[Data supplied Boundary: Start]

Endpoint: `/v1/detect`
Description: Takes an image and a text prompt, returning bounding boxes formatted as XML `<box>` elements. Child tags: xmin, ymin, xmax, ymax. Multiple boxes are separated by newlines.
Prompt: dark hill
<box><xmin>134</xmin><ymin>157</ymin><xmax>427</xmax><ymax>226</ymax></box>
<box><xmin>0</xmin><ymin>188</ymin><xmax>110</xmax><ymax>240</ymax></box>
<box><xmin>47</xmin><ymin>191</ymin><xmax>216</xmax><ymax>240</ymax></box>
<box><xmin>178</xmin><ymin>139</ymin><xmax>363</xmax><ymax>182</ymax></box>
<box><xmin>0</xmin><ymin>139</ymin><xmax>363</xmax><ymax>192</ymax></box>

[Data supplied Boundary: End]

▸ **Required work**
Each line of the records, from the opening one through the line holding "Description: Takes an", should be restated word for word, with nothing else in the answer.

▸ **Solution**
Endpoint: `/v1/detect`
Description: Takes an image and a text prompt, returning bounding boxes formatted as XML `<box>` elements. Child tags: xmin, ymin, xmax, ymax. Multiple boxes are separated by newlines.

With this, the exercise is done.